Copy everything from the line containing "target | bowl rim" down to the line containing "[(226, 90)]", changing "chopstick" to "wooden chopstick" and leaving all else unaltered.

--- Begin ---

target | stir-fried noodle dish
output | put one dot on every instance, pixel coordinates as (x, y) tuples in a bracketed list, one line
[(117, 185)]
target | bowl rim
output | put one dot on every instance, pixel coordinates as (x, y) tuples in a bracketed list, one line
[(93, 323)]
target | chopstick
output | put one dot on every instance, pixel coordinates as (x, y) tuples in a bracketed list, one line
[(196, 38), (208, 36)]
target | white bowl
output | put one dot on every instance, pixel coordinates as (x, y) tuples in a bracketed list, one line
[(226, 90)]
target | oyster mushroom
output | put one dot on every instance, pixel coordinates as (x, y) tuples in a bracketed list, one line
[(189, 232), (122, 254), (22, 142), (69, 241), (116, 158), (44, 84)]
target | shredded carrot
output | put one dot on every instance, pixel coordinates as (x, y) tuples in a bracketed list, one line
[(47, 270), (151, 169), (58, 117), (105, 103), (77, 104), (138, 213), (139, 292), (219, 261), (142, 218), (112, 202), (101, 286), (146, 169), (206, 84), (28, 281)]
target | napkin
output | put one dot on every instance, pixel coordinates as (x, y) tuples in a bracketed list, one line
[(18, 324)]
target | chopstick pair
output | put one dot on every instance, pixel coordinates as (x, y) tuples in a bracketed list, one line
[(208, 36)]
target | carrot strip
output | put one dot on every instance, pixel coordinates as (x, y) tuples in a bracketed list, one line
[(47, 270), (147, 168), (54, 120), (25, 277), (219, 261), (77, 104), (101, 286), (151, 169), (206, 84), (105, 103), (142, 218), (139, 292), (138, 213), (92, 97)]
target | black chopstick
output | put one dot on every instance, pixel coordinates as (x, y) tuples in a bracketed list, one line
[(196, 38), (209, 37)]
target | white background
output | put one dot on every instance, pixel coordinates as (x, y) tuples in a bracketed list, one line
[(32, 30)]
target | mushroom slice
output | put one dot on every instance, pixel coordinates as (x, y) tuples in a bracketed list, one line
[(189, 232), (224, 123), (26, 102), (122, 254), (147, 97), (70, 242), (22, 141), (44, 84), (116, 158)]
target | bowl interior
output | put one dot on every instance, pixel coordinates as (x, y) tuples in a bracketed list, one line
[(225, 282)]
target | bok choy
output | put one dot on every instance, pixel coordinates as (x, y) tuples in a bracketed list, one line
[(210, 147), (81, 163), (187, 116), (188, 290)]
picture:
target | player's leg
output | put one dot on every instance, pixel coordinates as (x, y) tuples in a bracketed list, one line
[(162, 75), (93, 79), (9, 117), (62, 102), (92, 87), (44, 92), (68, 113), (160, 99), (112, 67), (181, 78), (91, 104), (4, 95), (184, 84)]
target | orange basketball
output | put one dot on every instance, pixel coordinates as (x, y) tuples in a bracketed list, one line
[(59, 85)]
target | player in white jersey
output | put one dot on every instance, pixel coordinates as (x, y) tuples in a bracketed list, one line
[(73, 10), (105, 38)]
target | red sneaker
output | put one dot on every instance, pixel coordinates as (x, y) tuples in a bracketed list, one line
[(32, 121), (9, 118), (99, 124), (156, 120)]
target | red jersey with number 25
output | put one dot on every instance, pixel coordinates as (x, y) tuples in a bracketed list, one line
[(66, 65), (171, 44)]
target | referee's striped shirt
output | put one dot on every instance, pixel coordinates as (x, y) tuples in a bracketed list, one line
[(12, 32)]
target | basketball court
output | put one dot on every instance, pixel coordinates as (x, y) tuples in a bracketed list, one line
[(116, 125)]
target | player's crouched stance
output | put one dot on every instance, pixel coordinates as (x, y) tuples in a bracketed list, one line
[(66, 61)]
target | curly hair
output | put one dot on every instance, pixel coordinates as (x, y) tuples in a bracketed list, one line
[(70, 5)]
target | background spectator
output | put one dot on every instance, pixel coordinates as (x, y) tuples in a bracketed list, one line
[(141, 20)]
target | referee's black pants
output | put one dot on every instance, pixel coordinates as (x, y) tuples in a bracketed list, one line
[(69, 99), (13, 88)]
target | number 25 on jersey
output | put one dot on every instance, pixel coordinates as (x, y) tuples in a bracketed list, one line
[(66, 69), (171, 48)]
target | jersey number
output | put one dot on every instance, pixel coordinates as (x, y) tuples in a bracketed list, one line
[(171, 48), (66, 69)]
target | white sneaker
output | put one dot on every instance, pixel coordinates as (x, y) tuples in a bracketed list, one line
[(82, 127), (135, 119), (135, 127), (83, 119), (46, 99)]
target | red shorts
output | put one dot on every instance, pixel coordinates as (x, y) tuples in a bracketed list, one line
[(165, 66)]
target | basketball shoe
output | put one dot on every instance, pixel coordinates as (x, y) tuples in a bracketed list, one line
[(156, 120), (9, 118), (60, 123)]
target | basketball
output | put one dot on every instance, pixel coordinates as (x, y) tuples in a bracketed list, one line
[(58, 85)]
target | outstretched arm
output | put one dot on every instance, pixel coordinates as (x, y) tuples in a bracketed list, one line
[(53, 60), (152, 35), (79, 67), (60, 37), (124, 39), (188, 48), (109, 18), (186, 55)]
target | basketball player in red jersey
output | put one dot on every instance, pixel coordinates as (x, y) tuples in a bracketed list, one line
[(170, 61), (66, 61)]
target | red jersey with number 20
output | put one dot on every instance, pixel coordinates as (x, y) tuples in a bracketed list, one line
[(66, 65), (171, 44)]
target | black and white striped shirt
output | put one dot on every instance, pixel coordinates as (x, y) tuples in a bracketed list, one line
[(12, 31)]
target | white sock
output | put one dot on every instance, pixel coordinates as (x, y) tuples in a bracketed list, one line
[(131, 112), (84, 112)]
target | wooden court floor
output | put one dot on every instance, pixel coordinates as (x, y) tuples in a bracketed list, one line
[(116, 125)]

--- End ---

Exercise result:
target | bowl rim
output | put one dot on every instance, pixel coordinates as (x, y) tuples in a bracketed list, one line
[(93, 323)]
target | wooden chopstick
output | put one dot on every instance, pixel coordinates as (x, y) tuples in a bracketed list, one line
[(196, 38), (208, 36)]
target | white bowl
output | put one dot on every instance, pixel coordinates as (x, y) tuples in a bracketed list, one line
[(226, 90)]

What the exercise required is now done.